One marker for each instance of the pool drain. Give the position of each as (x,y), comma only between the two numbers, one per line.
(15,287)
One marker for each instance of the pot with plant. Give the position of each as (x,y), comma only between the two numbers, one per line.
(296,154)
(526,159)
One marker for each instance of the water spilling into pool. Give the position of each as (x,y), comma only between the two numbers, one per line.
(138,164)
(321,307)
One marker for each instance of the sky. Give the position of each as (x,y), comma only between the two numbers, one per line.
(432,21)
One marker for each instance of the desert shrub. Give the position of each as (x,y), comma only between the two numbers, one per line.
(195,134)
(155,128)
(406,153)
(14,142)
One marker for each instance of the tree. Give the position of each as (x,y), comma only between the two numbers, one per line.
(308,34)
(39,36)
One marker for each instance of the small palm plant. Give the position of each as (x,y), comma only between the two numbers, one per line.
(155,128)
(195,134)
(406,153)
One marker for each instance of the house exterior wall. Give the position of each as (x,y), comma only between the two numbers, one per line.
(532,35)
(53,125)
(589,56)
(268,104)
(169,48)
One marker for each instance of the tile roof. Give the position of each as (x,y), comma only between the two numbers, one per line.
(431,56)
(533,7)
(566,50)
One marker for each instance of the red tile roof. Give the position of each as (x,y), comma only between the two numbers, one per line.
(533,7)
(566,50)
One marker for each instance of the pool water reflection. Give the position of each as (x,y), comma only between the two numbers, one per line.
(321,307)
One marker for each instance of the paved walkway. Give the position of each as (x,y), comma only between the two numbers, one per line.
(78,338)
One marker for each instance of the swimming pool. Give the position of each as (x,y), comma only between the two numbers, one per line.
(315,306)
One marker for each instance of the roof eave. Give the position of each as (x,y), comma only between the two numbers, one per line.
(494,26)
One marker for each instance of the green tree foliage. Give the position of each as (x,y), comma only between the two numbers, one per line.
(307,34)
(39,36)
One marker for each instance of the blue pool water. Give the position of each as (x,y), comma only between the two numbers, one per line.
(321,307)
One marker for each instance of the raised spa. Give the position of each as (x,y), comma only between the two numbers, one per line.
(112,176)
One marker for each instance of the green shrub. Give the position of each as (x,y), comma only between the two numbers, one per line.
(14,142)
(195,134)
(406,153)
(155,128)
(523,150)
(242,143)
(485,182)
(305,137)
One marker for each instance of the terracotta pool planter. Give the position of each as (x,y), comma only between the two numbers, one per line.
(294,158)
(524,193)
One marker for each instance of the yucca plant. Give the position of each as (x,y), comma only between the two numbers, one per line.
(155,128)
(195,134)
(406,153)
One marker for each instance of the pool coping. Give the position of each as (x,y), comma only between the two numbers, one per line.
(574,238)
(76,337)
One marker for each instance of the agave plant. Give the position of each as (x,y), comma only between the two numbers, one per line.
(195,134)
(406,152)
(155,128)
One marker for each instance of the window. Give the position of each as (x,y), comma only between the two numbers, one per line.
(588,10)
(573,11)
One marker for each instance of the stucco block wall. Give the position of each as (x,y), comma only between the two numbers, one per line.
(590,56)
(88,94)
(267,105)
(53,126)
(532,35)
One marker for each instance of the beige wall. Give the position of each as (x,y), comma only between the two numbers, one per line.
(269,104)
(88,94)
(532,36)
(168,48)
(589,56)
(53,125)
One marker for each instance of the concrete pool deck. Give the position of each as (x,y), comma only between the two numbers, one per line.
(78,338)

-----

**Exercise brief**
Retype all the records, matching them exactly.

**The completed task**
One marker for each instance of the pool drain. Give the position of each as (x,y), comma only between the two numbers, one per line.
(15,287)
One marker for each instance of the pot with plant. Give the position of each as (x,y), comma only between the two numbers, one per line.
(296,154)
(526,159)
One marker for each instance of the water spilling into pool. Give the position of each as (x,y), comma only between the two numbers, one per line.
(138,164)
(321,307)
One marker for each instance of the sky. Give the position of each as (x,y), comma only between the two numbers, one per line.
(432,21)
One marker for each instance of the desert shrub. Give the position of each as (x,y), comma only between the two numbers, one per line.
(195,134)
(155,128)
(406,153)
(14,142)
One marker for each instance of the tree. Give the position of each as (x,y), comma only between the two numbers, one per line.
(308,34)
(39,36)
One marker for each instance of the small palm plant. Give the position of each as (x,y), comma only between the two numbers, one per line.
(155,128)
(195,134)
(406,153)
One marker for each instance of the house exterior wall. Give the position of each as (x,y), comma only between the two numbers, one per line.
(532,35)
(53,125)
(589,56)
(268,104)
(169,48)
One marker for each instance of the tile roof. Give the position of each as (x,y), comma only between the two numbers, one per line.
(431,56)
(533,7)
(566,50)
One marker for each instance of the red tile roof. Give the position of each as (x,y), comma only between the two numbers, one per line.
(533,7)
(566,50)
One marker for each instance of the pool water reflection. Give the position of each as (x,y), comma only between the two numbers, one per line.
(321,307)
One marker for each instance of the paved walkway. Give the position of each as (x,y), comma only between the two numbers, one per line.
(78,338)
One marker for each instance of the swimming pool. Give the position of each as (x,y), comma only between the two numbers, one per line.
(315,306)
One marker for each instance of the roof eave. Give the position of each as (x,y), comma only between the two numbers, one per line.
(494,26)
One marker for each instance of the green tree foliage. Give the position of each as (x,y), comma only between the two numbers, one per line.
(307,34)
(39,36)
One marker for each instance of the blue pool water. Give the position of each as (x,y), comma only between the two numbers, one per line.
(321,307)
One marker for each instance of the raised spa. Give the position of each as (x,y), comma only between the two numbers, one per line.
(112,176)
One marker for each instance of the green shrub. Give the position of each as (x,y), comma only between the two numbers, one per line.
(14,142)
(195,134)
(406,153)
(155,128)
(523,150)
(242,143)
(485,182)
(305,137)
One marker for each instance of the terracotta pool planter. Give the position of each as (x,y), comma only between the two numbers, one per line.
(294,158)
(524,193)
One marker for each instance of the yucca plant. Give the position of each as (x,y), comma only between the two numbers, one per line.
(155,128)
(195,134)
(406,153)
One marker for each instance of the pool coping. Give the position of each as (x,y), comma only between the two numbers, one per line.
(574,238)
(76,337)
One marker for each instance of the agave plant. Give the position of each as (x,y), comma only between the two numbers, one per line.
(195,134)
(406,152)
(155,128)
One marker for each instance of the window. Give the position of each as (x,y), comma only between the two numbers, one per line.
(588,10)
(573,11)
One marker for each instance of the stucco block wall. Give the position of each as (x,y), comma only between the two numbers, one per line.
(590,56)
(88,94)
(267,105)
(53,126)
(532,35)
One marker for each instance of the beige wall. Give the position of each as (x,y), comma only between the two numbers, one per line.
(269,104)
(88,94)
(532,36)
(168,48)
(589,56)
(53,125)
One marker for each instance of the concrete pool deck. Give the position of each as (x,y), comma only between the two numbers, one per line.
(78,338)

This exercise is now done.